### Set of tasks
- A) In the excerpt on killing processes, why is the exit code of the killed sleep process 143? Answer in one to three sentences.
- B) Do these statements agree with the excerpt on killing processes? For each one, answer yes or no and quote the deciding words of the excerpt exactly.
(i) The f flag of ps shows parent-child relationships between processes.
(ii) The sleep process is killed by running pkill in the first terminal.
(iii) The exit code 143 also appeared in the FizzBuzz logs.
- C) Write the next part of the excerpt on killing processes, picking up right after its final sentence.

### Source excerpt
To show you how to explicitly kill processes, let’s play both the good cop and the bad cop. Open two bash sessions in two terminal windows. In the first one, run the following command to start a long-running process:

 
 sleep 3600
  

Much like it says on the tin, sleep command blocks for the specified number of seconds. This is to simulate a long running process. Your prompt blocks as it waits for the command to finish. To confirm it’s in the second terminal, run the following command to list the running processes (the f flag shows visually parent-child relationships between processes):

 
 ps f
  

In the following output, you can see sleep 3600 as a child of the other bash process:

 
   PID TTY      STAT   TIME COMMAND
  4214 pts/1    Ss     0:00 bash
  4262 pts/1    R+     0:00  \_ ps f
  2430 pts/0    Ss     0:00 bash
  4261 pts/0    S+     0:00  \_ sleep 3600
  

Now, still in the second terminal, let’s commit a process crime: kill our poor sleep process:

 
 pkill sleep
  

Notice the sleep process die in the first terminal. It prints this output and the prompt becomes available again:

 
 Terminated
  

This is useful to see, but most of the time the processes we care about die when we’re not looking at them, and we’ll be interested in gathering as much information about the circumstances of their death as possible. This is when the exit codes we covered become handy. We can verify what exit code the sleep process returned before dying by using the familiar command:

 
 echo $?
  

The exit code is 143. Similar to 136 before, it corresponds to 128 + 15, or SIGTERM, the default signal sent by the kill command. This is the same code which was displayed in the FizzBuzz logs, giving us an indication that their processes were being killed. This is an ‘aha’ moment: a first piece to our puzzle!

### Dataset extract

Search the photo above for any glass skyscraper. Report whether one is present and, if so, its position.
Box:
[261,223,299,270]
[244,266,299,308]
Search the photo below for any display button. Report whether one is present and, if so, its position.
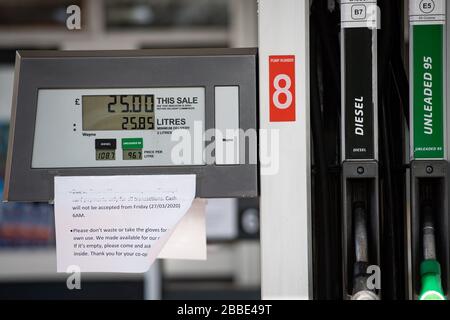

### Results in order
- A) The exit code is 143 because it equals 128 + 15, and 15 is SIGTERM. SIGTERM is the default signal sent by the kill command.

- B)
(i) Yes: "the f flag shows visually parent-child relationships between processes"
(ii) No: "Now, still in the second terminal, let’s commit a process crime: kill our poor sleep process"
(iii) Yes: "This is the same code which was displayed in the FizzBuzz logs"

- C)
If we chose a different signal, we’d see a different exit code. To illustrate that, start the sleep process again from the first terminal by running the same command:

 
 sleep 3600
  

To send a KILL signal, run the following command from the second terminal:

 
 pkill -9 sleep
  

It results in getting a different exit code. To see what the exit code is, run this command from the first terminal, the one in which the process died:

 
 echo $?
  

You’ll see the following output:

 
 137
  

As you might expect, the exit code is 137, or 128 + 9. Note, that there’s nothing preventing us from using kill -8, and getting the same exit code as in the previous example where we had an arithmetic error in the program. All of this is a convention, but most of the popular tooling follows it.

So now you’ve covered another popular way for a process to die, by an explicit signal. It might be an administrator issuing a command, it might be the system detecting an arithmetic error, or it might be done by some kind of daemon managing the process. Of the latter category, an interesting example is the Out Of Memory Killer. Let’s take a look at the mighty OOM Killer.

Out Of Memory (OOM) Killer

The OOM Killer can be a surprise the first time you learn about it. If you haven’t yet, I’d like you to experience it firsthand. Let’s start with a little mystery to solve. To illustrate what OOM is all about, run the following program I’ve prepared for you from the command line:

 
 ~/src/examples/killer-whiles/mystery001
  

Can you find out what the program is doing? Where would you start? The source code is in the same folder as the executable, but stay with me for a few minutes before you read it. Let’s try to first approach it as a black box.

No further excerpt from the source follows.